*PROBEER HET ZELF:* Schrijf het materiaal hieronder woord voor woord over en laat de afbeeldingen daarbij weg.

*GEGEVEN MATERIAAL:*
------------------------------
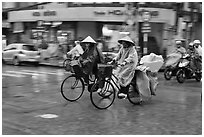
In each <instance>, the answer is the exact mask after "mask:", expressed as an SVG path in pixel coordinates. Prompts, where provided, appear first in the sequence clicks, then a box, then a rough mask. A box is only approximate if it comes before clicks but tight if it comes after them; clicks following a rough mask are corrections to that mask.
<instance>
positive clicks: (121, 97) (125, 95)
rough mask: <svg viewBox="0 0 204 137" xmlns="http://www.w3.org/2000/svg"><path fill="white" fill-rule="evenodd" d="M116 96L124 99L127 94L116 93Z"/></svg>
mask: <svg viewBox="0 0 204 137" xmlns="http://www.w3.org/2000/svg"><path fill="white" fill-rule="evenodd" d="M118 98H119V99H126V98H127V94H124V93H119V94H118Z"/></svg>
------------------------------
*UITGEWERKTE OPDRACHT:*
In each <instance>, the answer is the exact mask after "mask:", expressed as an SVG path in pixel coordinates. Prompts, where provided, appear first in the sequence clicks, then a box, then a rough mask. A box is only approximate if it comes before clicks but tight if it comes after them; clicks following a rough mask are corrections to that mask.
<instance>
positive clicks: (121, 97) (125, 95)
rough mask: <svg viewBox="0 0 204 137" xmlns="http://www.w3.org/2000/svg"><path fill="white" fill-rule="evenodd" d="M116 96L124 99L127 94L116 93Z"/></svg>
mask: <svg viewBox="0 0 204 137" xmlns="http://www.w3.org/2000/svg"><path fill="white" fill-rule="evenodd" d="M118 98H119V99H126V98H127V94H124V93H119V94H118Z"/></svg>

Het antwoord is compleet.